TASK STATEMENT: Look over the listing below and say how many of its lines include the string "dirt"; give no more than that number.

THE INPUT:

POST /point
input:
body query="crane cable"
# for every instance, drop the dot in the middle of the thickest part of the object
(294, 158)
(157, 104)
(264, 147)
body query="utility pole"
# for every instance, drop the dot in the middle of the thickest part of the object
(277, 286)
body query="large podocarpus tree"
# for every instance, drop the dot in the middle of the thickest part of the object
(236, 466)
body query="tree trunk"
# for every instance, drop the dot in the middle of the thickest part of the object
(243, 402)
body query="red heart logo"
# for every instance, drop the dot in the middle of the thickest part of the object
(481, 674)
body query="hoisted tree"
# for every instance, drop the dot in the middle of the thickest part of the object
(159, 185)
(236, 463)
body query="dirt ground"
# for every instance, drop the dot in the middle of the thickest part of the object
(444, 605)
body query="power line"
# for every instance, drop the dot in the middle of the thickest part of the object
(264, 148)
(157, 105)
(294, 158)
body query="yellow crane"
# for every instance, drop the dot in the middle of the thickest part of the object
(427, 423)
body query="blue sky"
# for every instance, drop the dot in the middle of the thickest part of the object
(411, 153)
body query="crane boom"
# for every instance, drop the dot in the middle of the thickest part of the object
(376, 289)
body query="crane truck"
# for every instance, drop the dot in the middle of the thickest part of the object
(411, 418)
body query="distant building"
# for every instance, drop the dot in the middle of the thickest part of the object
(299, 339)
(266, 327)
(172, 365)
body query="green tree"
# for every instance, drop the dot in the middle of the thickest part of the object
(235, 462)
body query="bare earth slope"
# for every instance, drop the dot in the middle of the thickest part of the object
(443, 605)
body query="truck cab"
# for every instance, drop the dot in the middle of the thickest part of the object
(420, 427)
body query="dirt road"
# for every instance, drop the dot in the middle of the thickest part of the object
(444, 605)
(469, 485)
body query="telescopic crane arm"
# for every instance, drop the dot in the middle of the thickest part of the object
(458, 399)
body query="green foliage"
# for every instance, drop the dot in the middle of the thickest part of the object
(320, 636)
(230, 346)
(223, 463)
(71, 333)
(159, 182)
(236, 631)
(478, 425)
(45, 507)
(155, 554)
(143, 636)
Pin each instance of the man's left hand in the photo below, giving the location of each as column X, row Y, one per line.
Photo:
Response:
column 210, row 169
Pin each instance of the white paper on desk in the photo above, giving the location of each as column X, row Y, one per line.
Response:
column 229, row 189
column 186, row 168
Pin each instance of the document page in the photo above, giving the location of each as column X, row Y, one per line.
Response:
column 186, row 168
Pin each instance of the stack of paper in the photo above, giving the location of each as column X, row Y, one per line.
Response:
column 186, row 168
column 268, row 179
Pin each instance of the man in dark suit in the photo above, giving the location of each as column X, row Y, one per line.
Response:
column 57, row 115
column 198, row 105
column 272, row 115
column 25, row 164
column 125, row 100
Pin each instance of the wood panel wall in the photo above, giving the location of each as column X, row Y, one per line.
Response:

WRITTEN RESPONSE: 2